Instructions>
1 > Answer these questions about the column on a summer hospital job:
(a) On what date was it published?
(b) When was it written?
(c) What does the writer call the main duty of the job?
2 > Continue the column about a summer hospital job from the point where it stops.

Column:
Nothing to show but a lifetime of regrets
Published April 1, 2008
This was written during some downtime while working a job I had at a hospital last summer.
Having a full-time summer job is a very real indicator that I have at last cast off the shackles of childhood and finally exchanged them for the more crippling, dismal shackles of adulthood. Essentially what this means is that instead of running through a sprinkler in the lawn, splashing and giggling, I now peer pensively out the hospital window at those playful kids, hoping that they might hurt themselves, so they might be subjected to the hospital as I am. But it’s never the young ones who are admitted. No, I deal almost exclusively with patients who think Calvin Coolidge is still in office. This may be a result of the fact that my main duty is escorting patients who can’t walk to and from x-rays, but I think it’s safe to say that the majority of the patients have fond memories of the Cubs’ last World Series victory.

Given information>
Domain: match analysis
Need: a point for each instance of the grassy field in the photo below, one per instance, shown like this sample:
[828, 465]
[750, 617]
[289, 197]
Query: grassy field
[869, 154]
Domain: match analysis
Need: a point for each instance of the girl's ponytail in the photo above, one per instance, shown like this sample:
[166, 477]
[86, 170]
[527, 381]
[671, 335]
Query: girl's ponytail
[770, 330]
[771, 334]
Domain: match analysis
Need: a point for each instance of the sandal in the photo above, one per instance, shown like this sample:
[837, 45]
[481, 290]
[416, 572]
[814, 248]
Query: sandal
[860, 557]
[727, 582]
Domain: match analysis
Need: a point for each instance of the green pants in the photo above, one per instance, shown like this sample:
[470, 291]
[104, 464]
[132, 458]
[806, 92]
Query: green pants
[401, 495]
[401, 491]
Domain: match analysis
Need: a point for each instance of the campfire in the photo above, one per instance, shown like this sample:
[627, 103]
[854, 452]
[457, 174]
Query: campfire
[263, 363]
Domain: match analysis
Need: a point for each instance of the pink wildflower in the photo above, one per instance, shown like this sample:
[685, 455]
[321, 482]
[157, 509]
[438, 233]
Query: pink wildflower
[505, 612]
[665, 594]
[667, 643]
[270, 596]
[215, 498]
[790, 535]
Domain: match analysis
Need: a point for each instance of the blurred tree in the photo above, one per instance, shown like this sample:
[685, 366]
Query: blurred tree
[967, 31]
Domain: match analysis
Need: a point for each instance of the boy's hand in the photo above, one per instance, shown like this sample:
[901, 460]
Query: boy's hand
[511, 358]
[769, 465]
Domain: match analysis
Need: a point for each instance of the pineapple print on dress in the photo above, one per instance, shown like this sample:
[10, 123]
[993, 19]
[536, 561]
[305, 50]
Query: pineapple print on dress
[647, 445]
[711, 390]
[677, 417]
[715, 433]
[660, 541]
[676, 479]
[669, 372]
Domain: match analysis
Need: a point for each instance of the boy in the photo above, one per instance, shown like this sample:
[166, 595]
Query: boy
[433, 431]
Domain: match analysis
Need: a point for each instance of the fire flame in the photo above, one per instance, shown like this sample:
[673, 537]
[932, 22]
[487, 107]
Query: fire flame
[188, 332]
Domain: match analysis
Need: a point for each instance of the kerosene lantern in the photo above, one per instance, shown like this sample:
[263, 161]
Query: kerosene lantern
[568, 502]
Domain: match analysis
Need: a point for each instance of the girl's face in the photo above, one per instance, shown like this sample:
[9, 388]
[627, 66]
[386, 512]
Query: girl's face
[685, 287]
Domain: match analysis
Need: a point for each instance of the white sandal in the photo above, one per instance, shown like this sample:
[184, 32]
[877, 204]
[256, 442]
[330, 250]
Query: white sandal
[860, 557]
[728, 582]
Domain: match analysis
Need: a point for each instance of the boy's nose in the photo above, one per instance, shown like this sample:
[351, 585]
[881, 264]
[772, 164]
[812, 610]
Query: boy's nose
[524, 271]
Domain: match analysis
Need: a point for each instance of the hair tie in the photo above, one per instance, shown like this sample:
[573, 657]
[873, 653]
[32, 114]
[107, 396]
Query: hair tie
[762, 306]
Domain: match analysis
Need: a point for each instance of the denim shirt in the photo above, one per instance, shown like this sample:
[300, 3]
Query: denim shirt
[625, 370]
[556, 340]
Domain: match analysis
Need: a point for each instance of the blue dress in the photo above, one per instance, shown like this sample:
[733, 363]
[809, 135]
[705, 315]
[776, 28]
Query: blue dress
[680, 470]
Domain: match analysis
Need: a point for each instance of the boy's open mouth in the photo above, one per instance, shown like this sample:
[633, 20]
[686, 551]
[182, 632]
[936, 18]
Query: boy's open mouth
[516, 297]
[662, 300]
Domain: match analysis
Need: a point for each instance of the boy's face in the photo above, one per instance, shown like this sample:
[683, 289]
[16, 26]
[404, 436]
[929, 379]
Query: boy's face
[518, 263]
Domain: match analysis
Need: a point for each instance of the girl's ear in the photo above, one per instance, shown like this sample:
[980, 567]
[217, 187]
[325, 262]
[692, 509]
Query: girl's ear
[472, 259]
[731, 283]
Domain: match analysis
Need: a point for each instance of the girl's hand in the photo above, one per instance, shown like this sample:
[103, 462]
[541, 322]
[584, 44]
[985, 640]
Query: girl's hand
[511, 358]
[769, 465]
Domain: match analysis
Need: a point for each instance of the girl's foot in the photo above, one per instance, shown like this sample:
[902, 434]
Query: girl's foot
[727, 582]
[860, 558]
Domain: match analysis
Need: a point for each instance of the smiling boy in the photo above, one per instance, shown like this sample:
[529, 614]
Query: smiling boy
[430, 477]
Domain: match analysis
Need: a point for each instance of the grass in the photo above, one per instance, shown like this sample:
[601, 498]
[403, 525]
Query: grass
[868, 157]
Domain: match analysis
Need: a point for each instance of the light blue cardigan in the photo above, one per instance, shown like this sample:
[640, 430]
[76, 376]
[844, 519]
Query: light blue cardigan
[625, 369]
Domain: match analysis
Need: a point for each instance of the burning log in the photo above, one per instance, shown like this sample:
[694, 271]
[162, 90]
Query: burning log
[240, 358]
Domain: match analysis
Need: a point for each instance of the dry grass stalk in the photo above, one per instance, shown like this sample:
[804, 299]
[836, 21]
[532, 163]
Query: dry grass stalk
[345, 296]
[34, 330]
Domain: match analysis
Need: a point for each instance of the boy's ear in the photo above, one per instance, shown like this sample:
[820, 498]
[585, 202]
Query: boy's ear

Results in order>
1 >
(a) April 1, 2008.
(b) During some downtime while the writer was working a job at a hospital last summer.
(c) Escorting patients who can't walk to and from x-rays.

2 >
This being the case, I had to transport a patient to his CAT scan this morning. Immediately, as I retrieved him from his room and sat him down in a wheelchair, he complained about the positioning of the blanket draped over his body. This blanket became a fixture of conversation throughout the trip downstairs to Radiology, as the man constantly complained about how cold it was in the hospital hallways. I humored him and repeatedly agreed.
After the man’s CAT scan, I walked into the x-ray room to fetch him. Immediately he barked an order at me to take him back upstairs to his room, as if that wasn’t my single duty. Had he been 60 years younger and female, I might have been flattered by this yearning, forthright upstairs invitation, but that obviously not being the case, I was merely agitated. As I escorted the man back to his room, he asked me how long I had been working this job, and at first I took it as a roundabout way of telling me I was doing something wrong. He seemed genuinely interested though, so I told him this was just a summer job, that I was journalism major at the University of Missouri. His reaction was to wax nostalgic.
“I used to want to be a writer,” he said as we stepped into the elevator. I asked him what he did indeed do with his life, to which his response was semi-cryptic and wholly regretful.
“I made a bad choice,” he said. “I never did anything I enjoyed.”
Being awkward and socially inept as I am, I responded only with a profoundly inappropriate, “I dunno ...”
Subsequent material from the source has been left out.